- **PROBLEM STATEMENT**: Copy the rows below word for word, from the very first one through the line containing "pixel 295 551", including that line. Leave the pictures out of your copy.

- **DATA ROWS**:
========

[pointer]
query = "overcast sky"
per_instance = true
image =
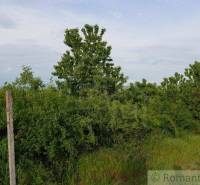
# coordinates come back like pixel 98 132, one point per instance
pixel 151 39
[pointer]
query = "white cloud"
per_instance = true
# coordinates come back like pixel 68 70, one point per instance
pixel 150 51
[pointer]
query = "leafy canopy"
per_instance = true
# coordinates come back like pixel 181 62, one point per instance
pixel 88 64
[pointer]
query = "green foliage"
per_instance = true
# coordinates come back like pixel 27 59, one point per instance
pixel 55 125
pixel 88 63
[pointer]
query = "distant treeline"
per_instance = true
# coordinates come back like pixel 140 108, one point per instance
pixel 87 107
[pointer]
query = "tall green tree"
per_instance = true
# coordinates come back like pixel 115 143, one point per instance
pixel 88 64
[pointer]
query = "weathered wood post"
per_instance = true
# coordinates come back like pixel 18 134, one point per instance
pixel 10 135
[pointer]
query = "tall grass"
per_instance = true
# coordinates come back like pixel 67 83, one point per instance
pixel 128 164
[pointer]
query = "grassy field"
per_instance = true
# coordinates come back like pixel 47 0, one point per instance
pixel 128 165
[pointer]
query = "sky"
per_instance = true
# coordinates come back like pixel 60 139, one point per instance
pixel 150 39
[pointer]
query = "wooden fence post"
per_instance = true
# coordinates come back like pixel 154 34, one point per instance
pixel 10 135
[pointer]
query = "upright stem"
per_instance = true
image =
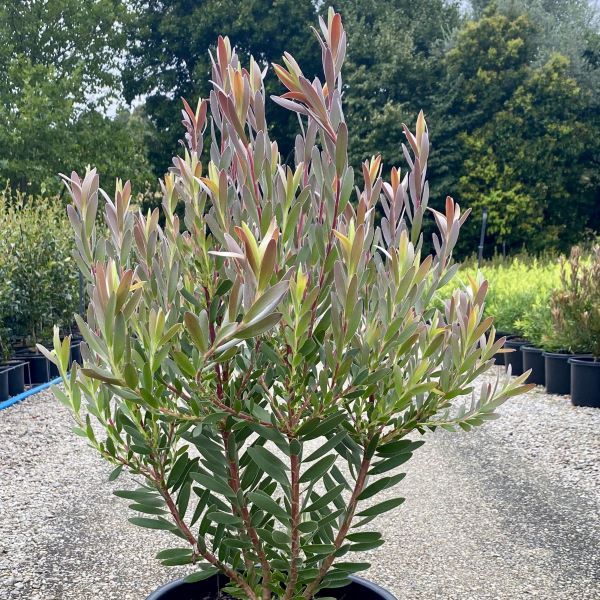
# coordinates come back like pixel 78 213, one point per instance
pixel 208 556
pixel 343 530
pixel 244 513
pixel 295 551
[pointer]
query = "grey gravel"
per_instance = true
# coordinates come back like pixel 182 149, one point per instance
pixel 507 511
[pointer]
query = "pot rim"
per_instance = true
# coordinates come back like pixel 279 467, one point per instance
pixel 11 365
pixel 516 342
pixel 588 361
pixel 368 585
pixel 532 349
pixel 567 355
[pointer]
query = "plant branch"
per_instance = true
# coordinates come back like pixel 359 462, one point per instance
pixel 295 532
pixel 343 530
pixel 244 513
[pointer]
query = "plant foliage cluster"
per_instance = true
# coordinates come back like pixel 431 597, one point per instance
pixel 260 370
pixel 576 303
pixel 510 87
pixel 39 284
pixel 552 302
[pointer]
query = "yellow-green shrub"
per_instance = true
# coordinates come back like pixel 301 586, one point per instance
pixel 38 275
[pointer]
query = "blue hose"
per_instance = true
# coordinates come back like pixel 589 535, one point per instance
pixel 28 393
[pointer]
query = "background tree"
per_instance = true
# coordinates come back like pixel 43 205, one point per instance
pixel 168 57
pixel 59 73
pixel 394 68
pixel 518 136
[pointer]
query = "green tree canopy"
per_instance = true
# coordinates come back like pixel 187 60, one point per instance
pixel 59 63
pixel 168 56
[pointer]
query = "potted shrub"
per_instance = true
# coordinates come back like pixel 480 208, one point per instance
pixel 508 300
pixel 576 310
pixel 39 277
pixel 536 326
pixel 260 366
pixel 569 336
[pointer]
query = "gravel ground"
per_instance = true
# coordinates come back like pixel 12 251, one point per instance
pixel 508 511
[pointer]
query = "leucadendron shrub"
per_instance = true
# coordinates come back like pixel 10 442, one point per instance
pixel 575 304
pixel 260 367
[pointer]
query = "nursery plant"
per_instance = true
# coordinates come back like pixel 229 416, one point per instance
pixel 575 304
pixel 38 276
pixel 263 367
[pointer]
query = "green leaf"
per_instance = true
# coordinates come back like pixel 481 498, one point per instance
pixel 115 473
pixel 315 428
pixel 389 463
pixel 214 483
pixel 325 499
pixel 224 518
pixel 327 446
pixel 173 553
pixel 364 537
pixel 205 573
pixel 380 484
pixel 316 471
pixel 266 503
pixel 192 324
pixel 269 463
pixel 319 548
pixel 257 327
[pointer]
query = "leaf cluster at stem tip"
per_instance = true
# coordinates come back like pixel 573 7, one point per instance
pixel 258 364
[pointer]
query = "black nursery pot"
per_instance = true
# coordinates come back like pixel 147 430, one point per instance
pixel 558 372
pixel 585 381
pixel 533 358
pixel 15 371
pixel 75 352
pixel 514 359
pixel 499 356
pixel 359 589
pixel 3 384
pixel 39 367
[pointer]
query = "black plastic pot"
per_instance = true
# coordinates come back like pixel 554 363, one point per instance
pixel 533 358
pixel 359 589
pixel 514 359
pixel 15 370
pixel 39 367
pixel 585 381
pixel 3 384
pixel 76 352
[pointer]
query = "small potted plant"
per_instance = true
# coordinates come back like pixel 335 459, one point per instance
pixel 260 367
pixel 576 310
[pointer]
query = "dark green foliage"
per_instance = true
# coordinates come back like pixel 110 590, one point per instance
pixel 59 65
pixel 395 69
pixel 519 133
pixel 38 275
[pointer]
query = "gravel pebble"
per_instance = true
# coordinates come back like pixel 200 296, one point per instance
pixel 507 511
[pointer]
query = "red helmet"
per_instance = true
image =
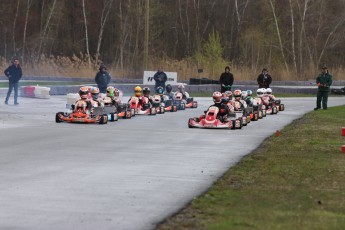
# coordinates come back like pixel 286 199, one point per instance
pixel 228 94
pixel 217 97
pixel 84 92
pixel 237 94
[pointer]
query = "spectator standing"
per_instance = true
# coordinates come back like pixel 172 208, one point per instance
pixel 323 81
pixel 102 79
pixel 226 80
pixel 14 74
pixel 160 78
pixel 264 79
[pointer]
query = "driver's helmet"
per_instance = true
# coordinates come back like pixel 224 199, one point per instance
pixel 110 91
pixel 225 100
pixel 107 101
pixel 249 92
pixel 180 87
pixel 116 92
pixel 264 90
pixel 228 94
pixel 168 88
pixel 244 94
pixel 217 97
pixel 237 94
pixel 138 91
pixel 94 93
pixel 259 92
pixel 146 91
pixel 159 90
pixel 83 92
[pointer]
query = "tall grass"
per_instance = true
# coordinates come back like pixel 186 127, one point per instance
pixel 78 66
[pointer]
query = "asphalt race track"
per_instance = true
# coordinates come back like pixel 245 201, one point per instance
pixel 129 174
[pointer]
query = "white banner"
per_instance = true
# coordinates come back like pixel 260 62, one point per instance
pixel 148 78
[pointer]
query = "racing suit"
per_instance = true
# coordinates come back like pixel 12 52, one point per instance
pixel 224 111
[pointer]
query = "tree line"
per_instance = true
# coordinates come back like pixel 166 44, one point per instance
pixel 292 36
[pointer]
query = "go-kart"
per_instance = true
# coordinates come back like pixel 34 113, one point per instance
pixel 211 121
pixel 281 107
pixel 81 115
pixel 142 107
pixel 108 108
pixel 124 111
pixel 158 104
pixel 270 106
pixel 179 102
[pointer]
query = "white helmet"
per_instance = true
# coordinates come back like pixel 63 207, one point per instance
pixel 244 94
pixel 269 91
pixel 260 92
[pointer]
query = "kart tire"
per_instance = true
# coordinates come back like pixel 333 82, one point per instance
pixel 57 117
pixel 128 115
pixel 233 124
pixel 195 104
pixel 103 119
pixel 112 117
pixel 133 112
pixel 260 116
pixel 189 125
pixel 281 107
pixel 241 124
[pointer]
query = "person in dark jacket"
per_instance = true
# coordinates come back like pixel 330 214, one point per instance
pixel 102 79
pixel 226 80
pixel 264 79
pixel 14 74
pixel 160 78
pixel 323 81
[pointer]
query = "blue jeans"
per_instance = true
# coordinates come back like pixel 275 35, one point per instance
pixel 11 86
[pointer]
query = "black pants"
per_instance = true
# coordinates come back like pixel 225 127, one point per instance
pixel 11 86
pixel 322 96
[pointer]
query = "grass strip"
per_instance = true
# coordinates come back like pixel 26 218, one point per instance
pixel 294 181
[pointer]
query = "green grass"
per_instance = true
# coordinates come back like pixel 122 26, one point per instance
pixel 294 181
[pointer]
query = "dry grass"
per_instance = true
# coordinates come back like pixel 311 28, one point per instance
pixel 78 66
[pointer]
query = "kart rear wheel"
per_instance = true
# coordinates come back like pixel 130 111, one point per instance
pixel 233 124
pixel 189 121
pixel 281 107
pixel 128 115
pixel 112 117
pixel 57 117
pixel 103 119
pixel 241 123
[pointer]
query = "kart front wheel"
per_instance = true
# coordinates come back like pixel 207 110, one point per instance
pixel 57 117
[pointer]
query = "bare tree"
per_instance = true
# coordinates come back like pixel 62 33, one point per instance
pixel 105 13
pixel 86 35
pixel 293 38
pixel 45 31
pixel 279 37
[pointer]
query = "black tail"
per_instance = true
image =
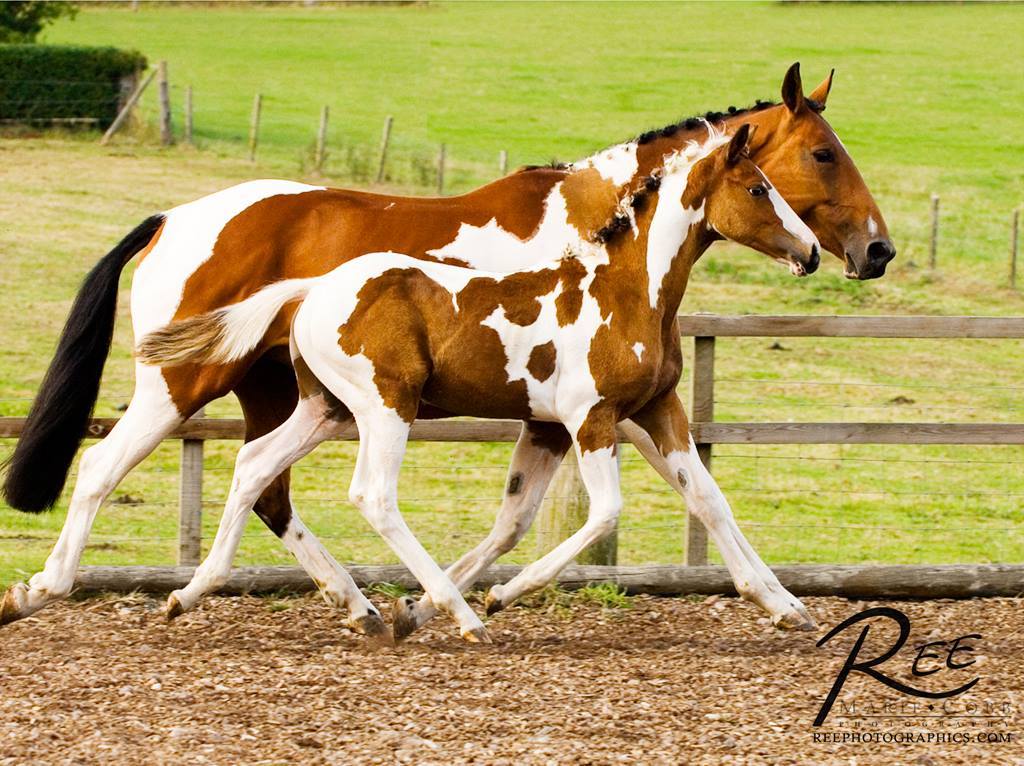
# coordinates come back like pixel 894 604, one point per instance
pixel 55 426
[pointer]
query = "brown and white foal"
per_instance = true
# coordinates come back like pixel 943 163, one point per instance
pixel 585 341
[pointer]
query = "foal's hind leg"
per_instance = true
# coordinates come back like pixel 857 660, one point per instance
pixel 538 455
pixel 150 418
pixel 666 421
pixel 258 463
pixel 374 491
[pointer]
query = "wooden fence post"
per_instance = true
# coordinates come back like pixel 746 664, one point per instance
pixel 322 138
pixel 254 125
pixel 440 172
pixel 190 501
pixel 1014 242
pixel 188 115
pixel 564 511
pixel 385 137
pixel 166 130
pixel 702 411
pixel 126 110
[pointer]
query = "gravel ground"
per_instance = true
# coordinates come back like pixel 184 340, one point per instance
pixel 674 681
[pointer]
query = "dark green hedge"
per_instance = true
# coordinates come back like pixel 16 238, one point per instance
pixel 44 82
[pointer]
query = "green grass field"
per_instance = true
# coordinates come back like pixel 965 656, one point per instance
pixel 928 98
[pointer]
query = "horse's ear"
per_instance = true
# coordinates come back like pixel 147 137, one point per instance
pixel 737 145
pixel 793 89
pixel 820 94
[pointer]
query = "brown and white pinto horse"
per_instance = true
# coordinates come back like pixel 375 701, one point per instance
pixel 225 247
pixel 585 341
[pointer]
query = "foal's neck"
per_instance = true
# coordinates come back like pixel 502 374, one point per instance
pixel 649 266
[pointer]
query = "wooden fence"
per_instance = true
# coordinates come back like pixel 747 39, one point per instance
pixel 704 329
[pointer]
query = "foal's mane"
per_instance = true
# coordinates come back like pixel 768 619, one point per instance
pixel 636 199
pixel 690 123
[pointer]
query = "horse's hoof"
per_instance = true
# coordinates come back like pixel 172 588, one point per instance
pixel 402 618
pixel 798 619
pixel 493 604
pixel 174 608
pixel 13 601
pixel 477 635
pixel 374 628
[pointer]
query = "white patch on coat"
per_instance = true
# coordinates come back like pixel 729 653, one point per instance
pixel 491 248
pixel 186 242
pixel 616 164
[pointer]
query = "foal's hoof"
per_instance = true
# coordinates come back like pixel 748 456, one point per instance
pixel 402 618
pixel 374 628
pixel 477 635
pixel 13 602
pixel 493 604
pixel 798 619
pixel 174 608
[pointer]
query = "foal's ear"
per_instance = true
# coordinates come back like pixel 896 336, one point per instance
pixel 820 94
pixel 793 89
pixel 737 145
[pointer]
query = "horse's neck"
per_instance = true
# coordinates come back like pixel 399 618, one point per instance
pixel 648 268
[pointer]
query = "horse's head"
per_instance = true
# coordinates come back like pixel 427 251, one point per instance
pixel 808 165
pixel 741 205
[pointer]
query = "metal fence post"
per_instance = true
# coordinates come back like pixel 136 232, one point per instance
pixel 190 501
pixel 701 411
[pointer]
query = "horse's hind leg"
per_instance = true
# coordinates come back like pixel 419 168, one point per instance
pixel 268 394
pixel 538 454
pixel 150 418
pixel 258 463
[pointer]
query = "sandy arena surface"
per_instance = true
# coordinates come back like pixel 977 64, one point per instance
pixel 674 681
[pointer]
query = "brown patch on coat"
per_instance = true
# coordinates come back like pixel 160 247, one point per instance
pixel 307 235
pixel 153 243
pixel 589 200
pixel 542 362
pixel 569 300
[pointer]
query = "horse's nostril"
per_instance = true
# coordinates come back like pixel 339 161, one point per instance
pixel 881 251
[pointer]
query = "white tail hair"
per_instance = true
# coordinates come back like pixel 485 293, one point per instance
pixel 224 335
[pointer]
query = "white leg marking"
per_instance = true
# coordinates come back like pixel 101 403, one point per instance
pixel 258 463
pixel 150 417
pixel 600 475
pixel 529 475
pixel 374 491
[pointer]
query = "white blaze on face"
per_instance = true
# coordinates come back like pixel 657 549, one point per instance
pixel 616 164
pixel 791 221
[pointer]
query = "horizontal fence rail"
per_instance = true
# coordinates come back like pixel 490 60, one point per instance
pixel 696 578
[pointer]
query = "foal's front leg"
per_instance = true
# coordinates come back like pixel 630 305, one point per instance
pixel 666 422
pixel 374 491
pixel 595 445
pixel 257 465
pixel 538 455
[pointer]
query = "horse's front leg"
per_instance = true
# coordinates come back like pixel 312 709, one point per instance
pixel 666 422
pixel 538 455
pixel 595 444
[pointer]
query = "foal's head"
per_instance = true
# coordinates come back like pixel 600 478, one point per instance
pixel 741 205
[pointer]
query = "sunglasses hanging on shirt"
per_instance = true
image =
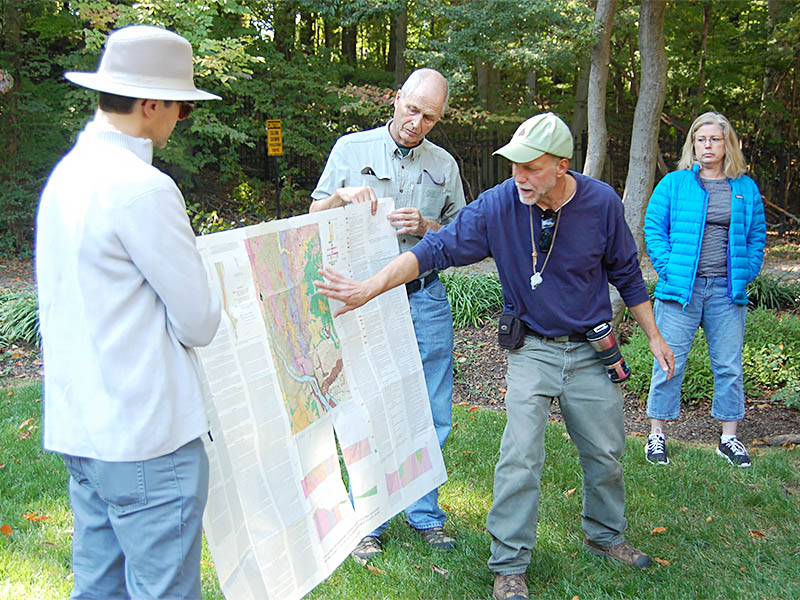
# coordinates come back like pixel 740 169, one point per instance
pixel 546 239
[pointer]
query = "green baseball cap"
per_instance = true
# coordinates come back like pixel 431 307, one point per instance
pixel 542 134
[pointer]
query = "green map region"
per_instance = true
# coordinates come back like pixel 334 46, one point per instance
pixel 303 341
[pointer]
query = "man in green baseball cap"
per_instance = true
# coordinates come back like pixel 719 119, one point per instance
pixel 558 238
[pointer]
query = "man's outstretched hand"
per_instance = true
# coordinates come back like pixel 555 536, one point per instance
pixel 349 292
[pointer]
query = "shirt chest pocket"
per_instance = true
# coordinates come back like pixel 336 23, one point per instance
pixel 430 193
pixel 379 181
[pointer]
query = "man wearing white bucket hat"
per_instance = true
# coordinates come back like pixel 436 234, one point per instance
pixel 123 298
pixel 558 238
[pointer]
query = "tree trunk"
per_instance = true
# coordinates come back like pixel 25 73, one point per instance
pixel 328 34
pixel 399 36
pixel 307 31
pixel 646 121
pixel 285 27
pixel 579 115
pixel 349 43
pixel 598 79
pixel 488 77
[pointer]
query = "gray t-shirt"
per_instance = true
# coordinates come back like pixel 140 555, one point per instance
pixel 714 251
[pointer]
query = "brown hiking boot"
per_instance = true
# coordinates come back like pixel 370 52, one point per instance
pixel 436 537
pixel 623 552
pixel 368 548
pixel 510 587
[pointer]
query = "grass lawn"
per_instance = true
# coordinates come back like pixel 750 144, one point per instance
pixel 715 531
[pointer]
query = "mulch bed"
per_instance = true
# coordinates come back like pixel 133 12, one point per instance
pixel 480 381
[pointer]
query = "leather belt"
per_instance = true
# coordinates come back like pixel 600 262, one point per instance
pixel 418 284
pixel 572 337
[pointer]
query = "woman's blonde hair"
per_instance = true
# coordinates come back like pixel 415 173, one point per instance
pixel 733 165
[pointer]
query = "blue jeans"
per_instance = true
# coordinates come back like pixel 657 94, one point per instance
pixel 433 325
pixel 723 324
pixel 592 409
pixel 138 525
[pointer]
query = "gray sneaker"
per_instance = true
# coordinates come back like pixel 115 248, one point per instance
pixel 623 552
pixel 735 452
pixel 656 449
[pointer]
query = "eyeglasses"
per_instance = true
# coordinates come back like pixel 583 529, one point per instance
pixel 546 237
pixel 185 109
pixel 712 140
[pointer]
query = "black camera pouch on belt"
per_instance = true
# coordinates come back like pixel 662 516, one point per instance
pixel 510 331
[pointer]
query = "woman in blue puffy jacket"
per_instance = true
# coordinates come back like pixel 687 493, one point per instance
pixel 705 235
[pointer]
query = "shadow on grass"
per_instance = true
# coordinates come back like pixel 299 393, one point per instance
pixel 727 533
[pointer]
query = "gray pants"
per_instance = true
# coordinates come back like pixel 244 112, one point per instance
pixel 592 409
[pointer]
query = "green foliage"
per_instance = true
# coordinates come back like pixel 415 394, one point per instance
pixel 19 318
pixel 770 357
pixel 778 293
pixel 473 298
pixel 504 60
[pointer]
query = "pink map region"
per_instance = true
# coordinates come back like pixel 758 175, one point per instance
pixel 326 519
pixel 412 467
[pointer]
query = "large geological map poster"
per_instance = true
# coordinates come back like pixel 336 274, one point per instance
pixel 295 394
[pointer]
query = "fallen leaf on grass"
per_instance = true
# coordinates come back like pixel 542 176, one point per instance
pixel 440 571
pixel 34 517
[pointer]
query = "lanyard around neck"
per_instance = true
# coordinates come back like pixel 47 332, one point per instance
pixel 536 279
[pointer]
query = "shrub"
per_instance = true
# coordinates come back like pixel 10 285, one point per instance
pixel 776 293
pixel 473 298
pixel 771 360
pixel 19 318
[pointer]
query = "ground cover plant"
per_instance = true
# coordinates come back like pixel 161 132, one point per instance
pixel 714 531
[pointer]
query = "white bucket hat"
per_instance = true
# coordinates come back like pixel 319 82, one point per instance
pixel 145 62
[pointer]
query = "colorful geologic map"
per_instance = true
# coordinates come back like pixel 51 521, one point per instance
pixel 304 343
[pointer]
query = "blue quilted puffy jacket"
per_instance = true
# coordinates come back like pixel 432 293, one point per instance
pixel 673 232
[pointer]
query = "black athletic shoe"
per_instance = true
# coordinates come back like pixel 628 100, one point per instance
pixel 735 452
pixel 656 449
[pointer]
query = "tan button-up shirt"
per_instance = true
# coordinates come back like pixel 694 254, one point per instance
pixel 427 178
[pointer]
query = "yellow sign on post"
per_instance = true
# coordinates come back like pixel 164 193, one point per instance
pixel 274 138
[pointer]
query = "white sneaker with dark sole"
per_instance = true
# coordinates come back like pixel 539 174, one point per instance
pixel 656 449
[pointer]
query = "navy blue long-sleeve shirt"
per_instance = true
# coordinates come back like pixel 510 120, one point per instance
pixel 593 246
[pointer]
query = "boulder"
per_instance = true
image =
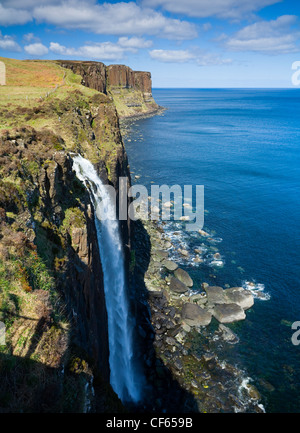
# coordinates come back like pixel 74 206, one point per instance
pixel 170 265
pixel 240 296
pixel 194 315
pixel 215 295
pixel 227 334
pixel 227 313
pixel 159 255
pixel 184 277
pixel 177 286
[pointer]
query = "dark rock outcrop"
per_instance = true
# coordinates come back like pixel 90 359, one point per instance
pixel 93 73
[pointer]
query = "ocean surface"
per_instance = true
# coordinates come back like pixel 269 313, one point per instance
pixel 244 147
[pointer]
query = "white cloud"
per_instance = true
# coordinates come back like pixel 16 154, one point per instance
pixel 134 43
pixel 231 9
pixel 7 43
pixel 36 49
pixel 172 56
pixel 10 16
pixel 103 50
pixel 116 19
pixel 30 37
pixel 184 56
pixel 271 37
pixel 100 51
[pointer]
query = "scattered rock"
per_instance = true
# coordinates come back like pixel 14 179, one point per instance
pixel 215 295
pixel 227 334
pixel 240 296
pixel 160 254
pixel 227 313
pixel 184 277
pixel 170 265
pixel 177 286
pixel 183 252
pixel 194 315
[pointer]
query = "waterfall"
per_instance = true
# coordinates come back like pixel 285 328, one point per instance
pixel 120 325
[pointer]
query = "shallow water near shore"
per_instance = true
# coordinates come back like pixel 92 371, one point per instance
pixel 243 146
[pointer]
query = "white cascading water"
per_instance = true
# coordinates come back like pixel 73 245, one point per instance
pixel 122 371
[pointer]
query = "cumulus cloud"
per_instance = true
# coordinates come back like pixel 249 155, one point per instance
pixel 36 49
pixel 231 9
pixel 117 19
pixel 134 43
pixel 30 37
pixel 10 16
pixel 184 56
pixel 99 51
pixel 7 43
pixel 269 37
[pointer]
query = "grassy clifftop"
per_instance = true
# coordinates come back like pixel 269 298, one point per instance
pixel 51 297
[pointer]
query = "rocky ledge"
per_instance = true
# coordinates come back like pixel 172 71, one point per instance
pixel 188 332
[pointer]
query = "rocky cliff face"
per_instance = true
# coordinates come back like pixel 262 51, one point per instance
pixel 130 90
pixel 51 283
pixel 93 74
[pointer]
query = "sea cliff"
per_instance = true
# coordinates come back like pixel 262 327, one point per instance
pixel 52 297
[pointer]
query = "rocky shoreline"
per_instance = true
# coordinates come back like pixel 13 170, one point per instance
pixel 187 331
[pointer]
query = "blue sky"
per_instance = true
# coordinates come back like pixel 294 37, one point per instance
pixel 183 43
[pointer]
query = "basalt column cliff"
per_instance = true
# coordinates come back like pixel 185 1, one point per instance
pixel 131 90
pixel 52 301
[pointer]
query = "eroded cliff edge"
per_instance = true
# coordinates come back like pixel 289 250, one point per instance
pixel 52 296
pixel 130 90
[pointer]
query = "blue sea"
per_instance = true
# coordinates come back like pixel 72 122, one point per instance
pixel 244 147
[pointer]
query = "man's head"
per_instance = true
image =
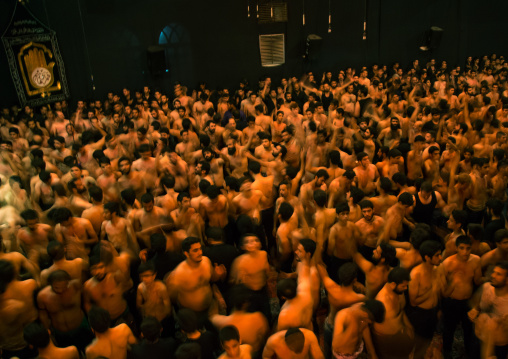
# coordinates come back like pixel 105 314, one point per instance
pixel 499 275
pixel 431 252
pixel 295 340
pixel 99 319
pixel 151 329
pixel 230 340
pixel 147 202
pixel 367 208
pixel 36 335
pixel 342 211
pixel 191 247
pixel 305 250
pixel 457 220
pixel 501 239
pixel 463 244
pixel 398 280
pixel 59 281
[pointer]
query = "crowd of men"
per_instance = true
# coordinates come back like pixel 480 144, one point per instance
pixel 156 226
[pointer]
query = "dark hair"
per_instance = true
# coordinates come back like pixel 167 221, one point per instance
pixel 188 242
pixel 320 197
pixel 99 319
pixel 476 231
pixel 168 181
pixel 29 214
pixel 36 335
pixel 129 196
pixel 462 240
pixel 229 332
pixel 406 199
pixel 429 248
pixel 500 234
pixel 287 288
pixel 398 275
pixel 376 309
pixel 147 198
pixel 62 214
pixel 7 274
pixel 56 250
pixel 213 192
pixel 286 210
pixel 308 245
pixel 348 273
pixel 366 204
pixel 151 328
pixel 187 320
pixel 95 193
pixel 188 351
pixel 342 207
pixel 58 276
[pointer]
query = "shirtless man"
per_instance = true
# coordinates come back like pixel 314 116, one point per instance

========

- **OUTPUT OF THE TASK**:
[pointer]
query = "overcast sky"
per_instance = true
image =
# coordinates come back like pixel 98 132, one point per instance
pixel 151 39
[pointer]
query = "white cloud"
per_instance = true
# coordinates come back like pixel 68 70, one point per instance
pixel 150 51
[pointer]
query = "leafy canopy"
per_instance = true
# coordinates come back like pixel 181 62, one point per instance
pixel 88 64
[pointer]
query = "green foliage"
per_instance = true
# coordinates come back like pixel 27 59, one point per instance
pixel 55 125
pixel 88 63
[pointer]
query = "distant treeline"
per_instance = true
# coordinates come back like pixel 140 108, one point per instance
pixel 87 107
[pointer]
query = "tall green tree"
per_instance = true
# coordinates come back like pixel 115 143, one point per instance
pixel 88 64
[pointer]
query = "weathered wood post"
per_instance = true
# coordinates come back like pixel 18 134, one point per instance
pixel 10 135
[pointer]
query = "tall grass"
per_instance = true
# coordinates come back like pixel 67 83, one point per instance
pixel 128 164
[pointer]
query = "grassy field"
per_instance = true
# coordinates come back like pixel 47 0, one point per instance
pixel 128 165
[pointer]
query = "sky"
per_instance = true
# coordinates come back like pixel 60 139, one point per instance
pixel 150 39
[pointer]
query = "wooden fence post"
per_instance = true
# coordinates come back like pixel 154 34, one point per instance
pixel 10 135
[pointer]
query = "upright stem"
per_instance = true
image =
# coordinates come back like pixel 78 213, one point per instance
pixel 208 556
pixel 343 530
pixel 244 513
pixel 295 551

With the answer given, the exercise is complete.